What to do >> Reproduce the rows below with every instance of "keypoint" renamed to "marker" and nothing else altered. Leave the pictures out of your version.
· · · ·
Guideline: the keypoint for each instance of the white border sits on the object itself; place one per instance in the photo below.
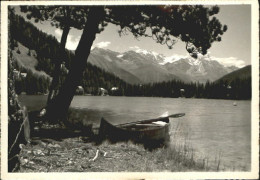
(253, 174)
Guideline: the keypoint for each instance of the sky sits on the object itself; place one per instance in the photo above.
(234, 49)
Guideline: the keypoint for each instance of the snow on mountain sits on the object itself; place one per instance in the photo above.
(142, 66)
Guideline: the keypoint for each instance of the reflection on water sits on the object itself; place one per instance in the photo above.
(213, 127)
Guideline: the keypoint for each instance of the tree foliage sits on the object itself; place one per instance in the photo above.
(194, 25)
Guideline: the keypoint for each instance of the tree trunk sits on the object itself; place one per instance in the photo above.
(58, 62)
(58, 108)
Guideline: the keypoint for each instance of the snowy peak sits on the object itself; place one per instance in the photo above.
(142, 66)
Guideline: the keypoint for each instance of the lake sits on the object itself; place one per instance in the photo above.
(214, 128)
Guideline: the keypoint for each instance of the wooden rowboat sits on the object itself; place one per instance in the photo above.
(151, 132)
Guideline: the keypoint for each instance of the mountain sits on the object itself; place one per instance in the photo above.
(142, 66)
(242, 74)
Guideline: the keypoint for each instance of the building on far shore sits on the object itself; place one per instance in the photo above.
(102, 92)
(79, 90)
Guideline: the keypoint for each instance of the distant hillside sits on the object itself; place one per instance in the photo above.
(37, 51)
(26, 59)
(242, 74)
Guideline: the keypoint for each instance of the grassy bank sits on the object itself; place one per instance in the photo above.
(74, 155)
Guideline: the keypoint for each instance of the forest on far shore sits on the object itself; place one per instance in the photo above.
· · · ·
Final result >>
Guideline: the marker for each instance of the white border sits on the object itself; place one per instance in the photo below.
(253, 174)
Guideline: the marker for each instance of the sky sits on the object itself; place one per instance in the photo above.
(234, 49)
Guideline: the marker for each instance of the snow on mountain sits on the object itself; place one per instance in the photo above.
(142, 66)
Guideline: the marker for each instance of the reflection on water sits on the object itself; place one per instance in the photo above.
(213, 127)
Guideline: the marker for each instance of the tree foliage sits on the object itself; place one per instance in the photo above.
(194, 25)
Guideline: the marker for each instance of the tree trunk sits on the object itself; place one per instance in the photo above.
(58, 62)
(58, 108)
Guideline: the marker for each instance of the snowy peak sits on the object itself; place one per instance in the photo above.
(142, 66)
Guideline: the marker for each instance of the lake sits on the object itself; place one per instance in the photo above.
(214, 128)
Guideline: the marker for each instance of the wooden rowboat sits on the object itself; place one per instance in the photo above.
(151, 132)
Guideline: the marker for each instance of the mountain sits on the object itself; place one per instance in the photo above.
(142, 66)
(242, 74)
Guideline: the marker for each instance of the building on far shore sits on the object itself; place one per instance in the photo above.
(102, 92)
(79, 90)
Guideline: the marker for each instance of the distant hillside sits on the object itself; place one per instance in the photo above.
(37, 51)
(26, 59)
(242, 74)
Guideline: the marker for each instance of the grassy bank sits on the object itself; place one per instance in the photo above.
(74, 155)
Guideline: the marker for each instance of the forest on far shore sits on the object itself; place one per instance in the photo above.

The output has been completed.